-- MATERIAL PROVIDED --
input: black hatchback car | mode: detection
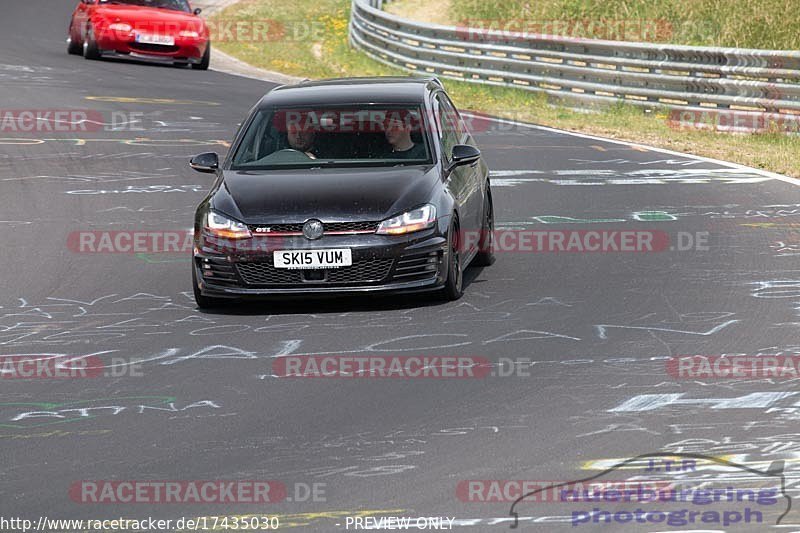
[191,77,494,308]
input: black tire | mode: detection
[67,33,83,56]
[192,265,228,309]
[472,186,494,267]
[192,43,211,70]
[441,221,464,302]
[83,26,100,60]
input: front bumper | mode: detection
[193,230,448,298]
[97,38,208,63]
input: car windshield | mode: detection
[232,106,432,170]
[100,0,191,13]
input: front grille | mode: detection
[129,43,180,54]
[236,261,303,285]
[200,257,239,287]
[393,252,439,281]
[236,259,393,285]
[328,259,392,283]
[250,222,380,235]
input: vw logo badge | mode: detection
[303,219,324,241]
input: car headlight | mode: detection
[203,211,253,239]
[377,204,436,235]
[108,22,133,33]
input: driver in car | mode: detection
[286,123,317,159]
[384,117,427,159]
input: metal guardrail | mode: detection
[350,0,800,118]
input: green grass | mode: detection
[215,0,800,177]
[446,0,800,50]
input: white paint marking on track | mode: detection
[462,113,800,186]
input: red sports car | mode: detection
[67,0,211,70]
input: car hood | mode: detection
[95,4,205,27]
[211,166,440,224]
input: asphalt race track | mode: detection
[0,0,800,532]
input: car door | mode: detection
[435,91,484,254]
[70,0,95,42]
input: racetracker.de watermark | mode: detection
[0,354,144,380]
[456,18,673,42]
[667,109,800,135]
[460,230,709,253]
[272,355,533,379]
[0,108,144,133]
[666,354,800,379]
[69,480,327,505]
[456,479,670,503]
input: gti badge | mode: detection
[303,218,324,241]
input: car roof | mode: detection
[259,76,443,107]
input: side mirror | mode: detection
[447,144,481,172]
[189,152,219,174]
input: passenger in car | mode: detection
[286,124,317,159]
[384,118,427,159]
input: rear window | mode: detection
[232,106,432,170]
[100,0,191,12]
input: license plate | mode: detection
[136,33,175,46]
[272,248,353,269]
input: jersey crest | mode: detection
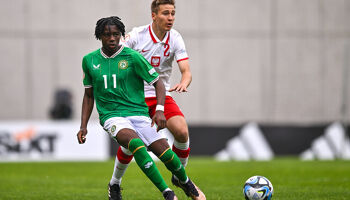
[118,60,129,69]
[93,64,100,69]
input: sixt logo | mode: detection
[0,127,57,156]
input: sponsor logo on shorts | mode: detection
[111,125,117,133]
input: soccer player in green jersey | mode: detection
[77,16,202,200]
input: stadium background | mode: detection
[0,0,350,158]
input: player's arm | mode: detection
[152,79,166,131]
[77,87,94,144]
[169,59,192,92]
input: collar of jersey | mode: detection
[148,24,170,44]
[100,45,124,58]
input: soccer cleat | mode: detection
[163,190,177,200]
[171,175,206,200]
[108,183,122,200]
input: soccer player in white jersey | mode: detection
[110,0,205,199]
[77,16,205,200]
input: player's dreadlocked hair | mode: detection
[95,16,125,40]
[151,0,175,13]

-- EXERCISE GOAL --
Copy all of the data above line for line without changing anything, and leave out the pictures.

-- THE COMPLETED TASK --
input: black hatchback car | mode: detection
[191,77,494,308]
input: black tire | mode: detection
[67,33,83,56]
[192,265,228,309]
[472,186,494,267]
[192,43,211,70]
[441,221,464,302]
[83,26,100,60]
input: front bumper | mode: detection
[193,230,448,298]
[97,38,208,63]
input: car windshield | mode: detection
[232,106,432,170]
[100,0,191,13]
input: front grille | mode: detection
[129,43,180,54]
[236,261,303,285]
[200,257,239,287]
[393,252,439,281]
[236,259,393,285]
[328,259,392,283]
[250,222,380,235]
input: vw logo badge | mode: detection
[303,219,324,241]
input: car headlight | mode: detection
[203,211,253,239]
[377,204,436,235]
[108,22,133,33]
input: driver in car | mode: detection
[286,123,317,159]
[384,117,427,159]
input: metal guardrail | mode: detection
[350,0,800,118]
input: green grass | mode: detection
[215,0,800,177]
[446,0,800,50]
input: white paint marking on track | mode: detection
[462,113,800,186]
input: red sports car | mode: detection
[67,0,211,70]
input: car hood | mode: detection
[95,4,205,27]
[211,166,440,224]
input: asphalt race track | mode: detection
[0,0,800,532]
input: car door | mode: detection
[435,91,484,254]
[70,0,95,42]
input: racetracker.de watermark | mode: detection
[0,354,144,380]
[456,18,673,42]
[667,109,800,135]
[460,230,709,253]
[272,355,533,379]
[0,108,144,133]
[666,354,800,379]
[69,480,327,505]
[456,479,670,503]
input: gti badge | mode: detection
[303,218,324,241]
input: car roof | mode: detection
[259,76,443,107]
input: side mirror | mode: detection
[447,144,481,172]
[189,152,219,174]
input: passenger in car | mode: detection
[286,124,317,159]
[384,118,427,159]
input: rear window | mode: detection
[232,106,432,170]
[100,0,191,12]
input: license plate | mode: detection
[136,33,175,46]
[272,248,353,269]
input: jersey crest | mode: detection
[118,60,129,69]
[93,64,100,69]
input: sixt logo | mode: detection
[0,127,57,156]
input: sponsor logo on shorts | mode: detection
[111,125,117,133]
input: soccer player in green jersey | mode: detection
[77,16,202,200]
input: stadium background | mode: detection
[0,0,350,158]
input: player's arm | mode: detection
[152,79,166,131]
[77,87,94,144]
[169,59,192,92]
input: collar of jersey | mode: detection
[148,24,170,44]
[100,45,124,58]
input: soccer cleat | mode: detection
[163,190,177,200]
[171,175,206,200]
[108,183,122,200]
input: soccer player in white jersey | mode: detection
[110,0,205,199]
[77,16,205,200]
input: player's dreadlocked hair | mode: detection
[95,16,125,40]
[151,0,175,13]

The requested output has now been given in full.